* Start PAGE EXCERPT *

January 19, 2018 04:43 pm CST
Sell Oil Stocks?
By Briton Ryle, Wealth Daily

Jim Chanos is a short seller. That is, instead of buying stocks that he thinks will go higher, he sells stock that he thinks will go lower because of inherent fundamental problems.

He made a pretty good call on China three years ago when Chinese stocks were flying high...

At the time, China was putting up double-digit annual growth. Its export economy was booming. So was real estate. Chinese citizens were seeing their standard of living skyrocket, and they were spending.

Chanos called BS. He believed short-term debt was being invested in long-term assets (building factories, condos, etc.) and there would be a problem down the road.

Today, China's debt problems are pretty well known. It's likely there is a real estate bubble. But the Chinese economy hasn't gone into crisis as Chanos once forecast. Still, the China Large-Cap ETF fell more than 30% before the recent rally. Chanos made out pretty well...

But I'm not sure his latest downside bet will pay off so well. Jim Chanos is telling anyone who will listen that he is short Big Oil and U.S. frackers.

Last week, he told "Wall Street Week" viewers that the fundamentals of the oil industry have changed. He said, "These guys like Exxon and Chevron and Royal Dutch Shell are simply replacing $20 [per barrel] oil with $80 oil.”

He's right. Cheap oil that costs $20 a barrel to get out of the ground is gone. Oil from the Canadian oil sands costs at least $60 a barrel to produce. To get at the massive deepwater Brazilian oil fields, you have to get through 6,600 feet of water and another 16,000 feet of salt, sand, and rocks. It's gonna cost a lot more than $20 a barrel to do that...

The most efficient U.S. shale wells can produce oil at around $45 a barrel.

* End PAGE EXCERPT *
* Start RECORD EXTRACTS *

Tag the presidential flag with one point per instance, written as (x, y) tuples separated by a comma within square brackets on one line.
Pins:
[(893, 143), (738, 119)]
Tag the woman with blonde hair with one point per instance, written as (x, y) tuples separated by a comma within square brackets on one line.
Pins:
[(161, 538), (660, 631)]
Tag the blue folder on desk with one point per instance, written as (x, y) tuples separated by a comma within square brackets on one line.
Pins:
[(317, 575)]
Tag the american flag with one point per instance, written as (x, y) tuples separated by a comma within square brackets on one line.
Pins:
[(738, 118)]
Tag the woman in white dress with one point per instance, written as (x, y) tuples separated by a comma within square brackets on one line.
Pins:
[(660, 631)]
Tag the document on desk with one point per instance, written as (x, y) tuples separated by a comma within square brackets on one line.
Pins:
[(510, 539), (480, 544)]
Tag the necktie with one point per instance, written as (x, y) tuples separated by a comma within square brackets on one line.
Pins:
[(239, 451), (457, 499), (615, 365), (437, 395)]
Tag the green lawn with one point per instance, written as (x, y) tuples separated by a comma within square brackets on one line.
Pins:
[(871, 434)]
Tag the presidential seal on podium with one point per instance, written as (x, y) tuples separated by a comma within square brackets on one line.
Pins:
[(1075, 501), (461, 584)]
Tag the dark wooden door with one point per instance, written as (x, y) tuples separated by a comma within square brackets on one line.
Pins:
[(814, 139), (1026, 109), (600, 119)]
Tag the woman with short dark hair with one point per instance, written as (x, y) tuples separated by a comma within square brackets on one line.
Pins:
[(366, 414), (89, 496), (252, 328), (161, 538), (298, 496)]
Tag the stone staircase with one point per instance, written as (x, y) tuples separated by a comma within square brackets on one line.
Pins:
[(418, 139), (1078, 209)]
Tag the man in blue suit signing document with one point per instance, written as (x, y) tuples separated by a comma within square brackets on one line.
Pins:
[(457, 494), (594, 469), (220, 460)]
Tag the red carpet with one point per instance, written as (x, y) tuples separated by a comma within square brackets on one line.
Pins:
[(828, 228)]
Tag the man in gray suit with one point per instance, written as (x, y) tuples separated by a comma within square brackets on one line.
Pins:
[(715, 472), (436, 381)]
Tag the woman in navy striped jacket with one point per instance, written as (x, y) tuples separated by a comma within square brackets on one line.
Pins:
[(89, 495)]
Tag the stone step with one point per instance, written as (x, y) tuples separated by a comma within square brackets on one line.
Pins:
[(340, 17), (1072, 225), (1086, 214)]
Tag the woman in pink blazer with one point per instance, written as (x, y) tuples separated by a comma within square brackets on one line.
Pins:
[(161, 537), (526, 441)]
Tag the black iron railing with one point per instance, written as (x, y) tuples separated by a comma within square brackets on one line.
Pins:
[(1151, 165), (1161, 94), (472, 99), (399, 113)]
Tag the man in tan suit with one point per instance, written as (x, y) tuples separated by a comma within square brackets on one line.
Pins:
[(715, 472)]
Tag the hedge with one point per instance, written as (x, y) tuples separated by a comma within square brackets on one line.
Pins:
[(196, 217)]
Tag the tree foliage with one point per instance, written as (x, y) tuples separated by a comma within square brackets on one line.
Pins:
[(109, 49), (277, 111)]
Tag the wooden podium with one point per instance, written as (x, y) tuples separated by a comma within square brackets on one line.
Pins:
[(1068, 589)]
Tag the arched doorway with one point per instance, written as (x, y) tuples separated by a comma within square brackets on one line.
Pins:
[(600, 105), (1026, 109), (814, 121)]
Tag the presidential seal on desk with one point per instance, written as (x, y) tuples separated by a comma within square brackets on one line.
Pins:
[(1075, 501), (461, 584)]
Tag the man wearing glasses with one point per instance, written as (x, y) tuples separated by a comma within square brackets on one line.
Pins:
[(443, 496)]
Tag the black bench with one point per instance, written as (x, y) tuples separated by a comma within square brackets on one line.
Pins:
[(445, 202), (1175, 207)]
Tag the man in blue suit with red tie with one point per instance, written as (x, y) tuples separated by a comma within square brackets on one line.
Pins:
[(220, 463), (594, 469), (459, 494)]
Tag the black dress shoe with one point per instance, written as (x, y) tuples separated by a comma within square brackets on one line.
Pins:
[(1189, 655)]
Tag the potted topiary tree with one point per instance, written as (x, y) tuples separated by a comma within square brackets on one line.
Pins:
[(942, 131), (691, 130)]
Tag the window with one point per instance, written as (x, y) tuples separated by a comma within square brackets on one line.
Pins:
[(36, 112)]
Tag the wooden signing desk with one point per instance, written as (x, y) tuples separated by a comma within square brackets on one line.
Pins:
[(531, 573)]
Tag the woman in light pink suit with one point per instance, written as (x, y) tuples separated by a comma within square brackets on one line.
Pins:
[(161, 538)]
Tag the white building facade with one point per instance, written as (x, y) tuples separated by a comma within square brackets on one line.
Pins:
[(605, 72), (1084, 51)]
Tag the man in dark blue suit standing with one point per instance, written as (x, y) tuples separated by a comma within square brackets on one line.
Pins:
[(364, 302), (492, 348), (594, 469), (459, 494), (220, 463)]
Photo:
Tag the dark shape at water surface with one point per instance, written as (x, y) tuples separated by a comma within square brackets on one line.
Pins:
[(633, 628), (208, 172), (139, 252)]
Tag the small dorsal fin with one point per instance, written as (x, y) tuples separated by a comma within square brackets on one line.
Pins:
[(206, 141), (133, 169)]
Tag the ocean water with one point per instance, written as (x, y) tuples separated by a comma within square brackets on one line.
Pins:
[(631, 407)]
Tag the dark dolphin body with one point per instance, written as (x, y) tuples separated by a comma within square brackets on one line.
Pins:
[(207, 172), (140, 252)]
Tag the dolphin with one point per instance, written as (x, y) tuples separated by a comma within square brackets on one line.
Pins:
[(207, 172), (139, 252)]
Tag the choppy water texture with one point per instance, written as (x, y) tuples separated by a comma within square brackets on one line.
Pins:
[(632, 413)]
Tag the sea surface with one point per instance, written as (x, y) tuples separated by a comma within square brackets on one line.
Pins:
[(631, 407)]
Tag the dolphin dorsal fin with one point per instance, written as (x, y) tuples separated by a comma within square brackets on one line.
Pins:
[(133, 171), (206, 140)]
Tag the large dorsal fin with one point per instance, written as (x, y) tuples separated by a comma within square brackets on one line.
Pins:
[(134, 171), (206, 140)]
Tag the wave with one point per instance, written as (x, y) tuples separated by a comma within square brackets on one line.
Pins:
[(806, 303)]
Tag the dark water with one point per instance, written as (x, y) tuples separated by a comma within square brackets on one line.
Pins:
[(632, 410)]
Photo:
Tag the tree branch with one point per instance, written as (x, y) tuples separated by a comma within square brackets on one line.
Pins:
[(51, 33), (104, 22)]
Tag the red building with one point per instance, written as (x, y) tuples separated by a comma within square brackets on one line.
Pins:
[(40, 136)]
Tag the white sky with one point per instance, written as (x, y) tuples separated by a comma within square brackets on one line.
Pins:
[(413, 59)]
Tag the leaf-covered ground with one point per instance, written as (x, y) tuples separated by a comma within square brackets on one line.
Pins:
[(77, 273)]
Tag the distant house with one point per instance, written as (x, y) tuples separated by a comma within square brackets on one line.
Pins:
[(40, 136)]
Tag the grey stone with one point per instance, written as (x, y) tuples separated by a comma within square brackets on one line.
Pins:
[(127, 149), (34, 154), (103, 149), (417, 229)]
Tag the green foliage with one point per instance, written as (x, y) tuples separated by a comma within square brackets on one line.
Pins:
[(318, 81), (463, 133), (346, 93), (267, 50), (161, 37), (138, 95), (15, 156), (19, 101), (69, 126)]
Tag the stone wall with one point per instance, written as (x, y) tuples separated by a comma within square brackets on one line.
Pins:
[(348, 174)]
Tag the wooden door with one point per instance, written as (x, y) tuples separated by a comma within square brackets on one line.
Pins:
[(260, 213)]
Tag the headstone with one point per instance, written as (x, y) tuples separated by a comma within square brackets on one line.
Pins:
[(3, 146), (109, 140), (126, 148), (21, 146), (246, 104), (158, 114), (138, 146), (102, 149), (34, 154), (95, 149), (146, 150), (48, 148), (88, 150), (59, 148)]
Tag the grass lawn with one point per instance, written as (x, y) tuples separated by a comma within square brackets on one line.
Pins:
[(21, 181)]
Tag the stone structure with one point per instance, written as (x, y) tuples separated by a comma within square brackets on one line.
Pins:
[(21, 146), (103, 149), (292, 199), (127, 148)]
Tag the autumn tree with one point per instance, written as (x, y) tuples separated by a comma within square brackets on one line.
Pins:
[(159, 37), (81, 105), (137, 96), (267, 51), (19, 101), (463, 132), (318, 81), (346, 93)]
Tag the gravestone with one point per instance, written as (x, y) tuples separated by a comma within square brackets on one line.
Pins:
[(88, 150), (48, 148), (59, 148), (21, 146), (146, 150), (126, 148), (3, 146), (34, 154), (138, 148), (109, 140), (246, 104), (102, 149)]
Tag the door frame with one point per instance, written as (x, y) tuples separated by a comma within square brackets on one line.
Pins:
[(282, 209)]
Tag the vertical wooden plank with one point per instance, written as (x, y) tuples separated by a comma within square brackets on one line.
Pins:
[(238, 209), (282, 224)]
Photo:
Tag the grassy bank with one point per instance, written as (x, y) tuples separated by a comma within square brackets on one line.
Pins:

* End RECORD EXTRACTS *

— WHAT YOU ARE ASKED TO DO —
Please quote the whole article on selling oil stocks, word for word. These items come from a separate source.

— ANSWER BELOW —
January 19, 2018 04:43 pm CST
Sell Oil Stocks?
By Briton Ryle, Wealth Daily

Jim Chanos is a short seller. That is, instead of buying stocks that he thinks will go higher, he sells stock that he thinks will go lower because of inherent fundamental problems.

He made a pretty good call on China three years ago when Chinese stocks were flying high...

At the time, China was putting up double-digit annual growth. Its export economy was booming. So was real estate. Chinese citizens were seeing their standard of living skyrocket, and they were spending.

Chanos called BS. He believed short-term debt was being invested in long-term assets (building factories, condos, etc.) and there would be a problem down the road.

Today, China's debt problems are pretty well known. It's likely there is a real estate bubble. But the Chinese economy hasn't gone into crisis as Chanos once forecast. Still, the China Large-Cap ETF fell more than 30% before the recent rally. Chanos made out pretty well...

But I'm not sure his latest downside bet will pay off so well. Jim Chanos is telling anyone who will listen that he is short Big Oil and U.S. frackers.

Last week, he told "Wall Street Week" viewers that the fundamentals of the oil industry have changed. He said, "These guys like Exxon and Chevron and Royal Dutch Shell are simply replacing $20 [per barrel] oil with $80 oil.”

He's right. Cheap oil that costs $20 a barrel to get out of the ground is gone. Oil from the Canadian oil sands costs at least $60 a barrel to produce. To get at the massive deepwater Brazilian oil fields, you have to get through 6,600 feet of water and another 16,000 feet of salt, sand, and rocks. It's gonna cost a lot more than $20 a barrel to do that...

The most efficient U.S. shale wells can produce oil at around $45 a barrel.